| Task item A |
From the passage on liquid biopsies, extract the part that opens with the words containing "More than 240" and closes with "the same category.".
| Task item B |
Answer these questions from the passage on liquid biopsies:
(i) How many cancer specialists gathered in Leuven for the symposium?
(ii) Besides a blood sample, which samples also fall into the same category as a liquid biopsy?
(iii) According to Liesbet Lagae, what have cancer specialists discovered about the blood of cancer patients?

[Passage — start]

More than 240 cancer specialists gathered in Leuven at the end of August to attend a symposium on ‘liquid biopsies’ - or cancer blood test - , a new tool in the fight against cancer. The symposium was organized by the Leuven Cancer Institute. Liesbet Lagae, program director Life Science Technologies at imec, explained to the audience how imec technology can be used for ‘liquid biopsies’. 

Your blood tells a story

When we hear the word ‘biopsy’, we immediately tend to think of a minor procedure in which a small piece of tissue is removed from the patient for further investigation. But a ‘liquid biopsy’ is less invasive than a surgical biopsy. In fact, a liquid biopsy usually involves just taking a blood sample, although a urine or saliva sample also falls into the same category.

Liesbet Lagae: “Cancer specialists have discovered that the blood of cancer patients differs from the blood of healthy people. As a result, oncologists are able to detect all kinds of indications in this ‘different’ blood that can help with the diagnosis and treatment of cancer.”

[Passage — finish]
[Extracted information — start]

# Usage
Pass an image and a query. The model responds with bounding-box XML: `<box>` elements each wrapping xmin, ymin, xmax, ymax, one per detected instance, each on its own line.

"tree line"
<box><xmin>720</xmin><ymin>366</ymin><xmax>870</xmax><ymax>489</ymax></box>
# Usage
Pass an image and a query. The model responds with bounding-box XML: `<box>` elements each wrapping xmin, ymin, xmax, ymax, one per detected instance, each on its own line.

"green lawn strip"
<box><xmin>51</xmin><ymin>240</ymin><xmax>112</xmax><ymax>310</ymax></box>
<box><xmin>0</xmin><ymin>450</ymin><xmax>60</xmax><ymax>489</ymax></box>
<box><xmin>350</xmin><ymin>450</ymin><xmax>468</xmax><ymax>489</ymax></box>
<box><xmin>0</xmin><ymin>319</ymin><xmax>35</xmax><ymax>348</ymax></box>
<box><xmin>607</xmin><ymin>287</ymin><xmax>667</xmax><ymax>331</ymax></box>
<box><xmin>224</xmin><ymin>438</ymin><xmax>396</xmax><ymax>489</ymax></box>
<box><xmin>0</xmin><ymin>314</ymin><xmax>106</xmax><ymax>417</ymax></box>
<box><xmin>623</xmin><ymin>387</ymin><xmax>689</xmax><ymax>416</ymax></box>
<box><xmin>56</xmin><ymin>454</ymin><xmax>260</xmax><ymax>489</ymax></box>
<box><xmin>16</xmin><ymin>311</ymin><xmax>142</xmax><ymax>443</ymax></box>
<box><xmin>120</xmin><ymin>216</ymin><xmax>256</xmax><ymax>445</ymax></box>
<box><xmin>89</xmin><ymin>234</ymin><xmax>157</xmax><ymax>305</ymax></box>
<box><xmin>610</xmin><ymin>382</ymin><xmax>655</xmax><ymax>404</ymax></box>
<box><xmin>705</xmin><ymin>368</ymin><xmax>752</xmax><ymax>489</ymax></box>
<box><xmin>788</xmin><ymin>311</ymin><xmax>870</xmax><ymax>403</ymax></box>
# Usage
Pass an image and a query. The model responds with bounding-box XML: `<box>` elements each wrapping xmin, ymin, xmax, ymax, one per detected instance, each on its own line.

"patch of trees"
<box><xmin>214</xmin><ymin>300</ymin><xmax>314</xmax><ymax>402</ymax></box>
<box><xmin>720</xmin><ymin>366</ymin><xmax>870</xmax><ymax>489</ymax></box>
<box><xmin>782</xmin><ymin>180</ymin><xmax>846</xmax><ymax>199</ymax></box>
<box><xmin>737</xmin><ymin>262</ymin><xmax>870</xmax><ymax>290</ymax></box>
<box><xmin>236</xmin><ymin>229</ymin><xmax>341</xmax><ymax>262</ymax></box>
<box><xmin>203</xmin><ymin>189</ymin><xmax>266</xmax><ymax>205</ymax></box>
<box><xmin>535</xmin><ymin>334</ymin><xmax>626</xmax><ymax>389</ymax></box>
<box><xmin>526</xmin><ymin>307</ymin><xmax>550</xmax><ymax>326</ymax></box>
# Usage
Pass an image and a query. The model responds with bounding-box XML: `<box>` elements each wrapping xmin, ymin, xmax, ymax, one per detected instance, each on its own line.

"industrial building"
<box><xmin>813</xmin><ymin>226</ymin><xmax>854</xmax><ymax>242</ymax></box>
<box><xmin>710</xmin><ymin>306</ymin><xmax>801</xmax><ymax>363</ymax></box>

[Extracted information — finish]

| Exercise solution A |
More than 240 cancer specialists gathered in Leuven at the end of August to attend a symposium on ‘liquid biopsies’ - or cancer blood test - , a new tool in the fight against cancer. The symposium was organized by the Leuven Cancer Institute. Liesbet Lagae, program director Life Science Technologies at imec, explained to the audience how imec technology can be used for ‘liquid biopsies’. 

Your blood tells a story

When we hear the word ‘biopsy’, we immediately tend to think of a minor procedure in which a small piece of tissue is removed from the patient for further investigation. But a ‘liquid biopsy’ is less invasive than a surgical biopsy. In fact, a liquid biopsy usually involves just taking a blood sample, although a urine or saliva sample also falls into the same category.

| Exercise solution B |
(i) More than 240.
(ii) A urine or saliva sample.
(iii) It differs from the blood of healthy people.